The task: Quote every line of the data below verbatim.

(Stored dataset items)

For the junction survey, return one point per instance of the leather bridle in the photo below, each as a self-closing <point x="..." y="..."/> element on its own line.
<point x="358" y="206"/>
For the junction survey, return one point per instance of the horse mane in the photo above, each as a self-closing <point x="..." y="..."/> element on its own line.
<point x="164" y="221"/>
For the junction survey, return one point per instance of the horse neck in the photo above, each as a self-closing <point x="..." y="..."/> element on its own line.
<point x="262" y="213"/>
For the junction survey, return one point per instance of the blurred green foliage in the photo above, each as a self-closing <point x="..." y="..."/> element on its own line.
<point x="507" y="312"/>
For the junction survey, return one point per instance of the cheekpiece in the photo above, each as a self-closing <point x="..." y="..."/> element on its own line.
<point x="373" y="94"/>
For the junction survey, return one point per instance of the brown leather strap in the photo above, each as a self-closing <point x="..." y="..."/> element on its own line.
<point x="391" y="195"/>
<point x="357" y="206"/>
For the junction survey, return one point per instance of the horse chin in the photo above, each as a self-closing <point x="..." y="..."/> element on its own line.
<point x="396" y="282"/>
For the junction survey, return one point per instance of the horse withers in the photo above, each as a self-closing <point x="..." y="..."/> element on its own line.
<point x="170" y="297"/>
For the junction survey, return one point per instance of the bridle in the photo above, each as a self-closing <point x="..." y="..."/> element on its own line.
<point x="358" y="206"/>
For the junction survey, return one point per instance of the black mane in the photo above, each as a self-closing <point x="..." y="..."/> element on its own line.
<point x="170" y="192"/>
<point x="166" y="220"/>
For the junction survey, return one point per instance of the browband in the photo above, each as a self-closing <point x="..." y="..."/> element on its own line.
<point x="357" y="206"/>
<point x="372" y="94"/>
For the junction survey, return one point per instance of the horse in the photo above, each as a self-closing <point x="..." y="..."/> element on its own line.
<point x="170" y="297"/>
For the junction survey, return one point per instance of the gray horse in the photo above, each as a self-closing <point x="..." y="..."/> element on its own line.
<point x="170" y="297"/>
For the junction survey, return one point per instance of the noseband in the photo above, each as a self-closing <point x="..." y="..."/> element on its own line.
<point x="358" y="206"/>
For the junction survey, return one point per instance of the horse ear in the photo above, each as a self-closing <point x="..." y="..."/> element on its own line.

Solution:
For the junction survey, return one point per instance of the leather bridle in the photo below, each as a self-closing <point x="..." y="..."/> element on its own line.
<point x="358" y="206"/>
For the junction survey, return one point per instance of the horse mane in the photo above, each as a self-closing <point x="..." y="..."/> element on its own line.
<point x="164" y="221"/>
For the junction survey, return one point per instance of the horse neck in the photo above, each as a self-closing <point x="..." y="..."/> element on its own line.
<point x="262" y="213"/>
For the junction survey, return one point per instance of the blurred green foliage in the photo above, each as a self-closing <point x="..." y="..."/> element on its own line.
<point x="507" y="312"/>
For the junction survey, return one point per instance of the cheekpiece in the photo above, each as a self-closing <point x="..." y="..."/> element on its own line.
<point x="373" y="94"/>
For the junction survey, return one point per instance of the brown leather strap in the photo above, each as a self-closing <point x="..." y="..."/> element on its own line.
<point x="391" y="195"/>
<point x="357" y="206"/>
For the junction survey, return one point per instance of the horse chin in the photo above, each as a self-closing <point x="..." y="..."/> element on its own line.
<point x="396" y="282"/>
For the junction survey, return one point per instance of the horse withers in the photo above, each as a self-closing <point x="..." y="..."/> element on its own line.
<point x="170" y="297"/>
For the junction survey, return one point per instance of the bridle in the photo above, each as a self-closing <point x="..." y="..."/> element on its own line.
<point x="358" y="206"/>
For the junction survey, return one point per instance of the black mane in the photo above, each as a self-closing <point x="..." y="..."/> element on its own line.
<point x="170" y="192"/>
<point x="166" y="220"/>
For the junction survey, return one point per instance of the browband in the photo above, each as a self-closing <point x="..." y="..."/> element on its own line.
<point x="357" y="206"/>
<point x="372" y="94"/>
For the junction survey, return one point per instance of the horse in the photo above, each as a self-closing <point x="..." y="..."/> element on its own line.
<point x="170" y="297"/>
For the junction survey, return one point per instance of the gray horse in the photo above, each as a self-closing <point x="..." y="..."/> element on its own line.
<point x="170" y="297"/>
For the junction survey, return one point per instance of the noseband in the photo above, each as a self-closing <point x="..." y="..."/> element on its own line.
<point x="358" y="206"/>
For the junction survey, return one point per instance of the horse ear in the photo above, each as a self-closing <point x="..." y="..."/> element on its own line.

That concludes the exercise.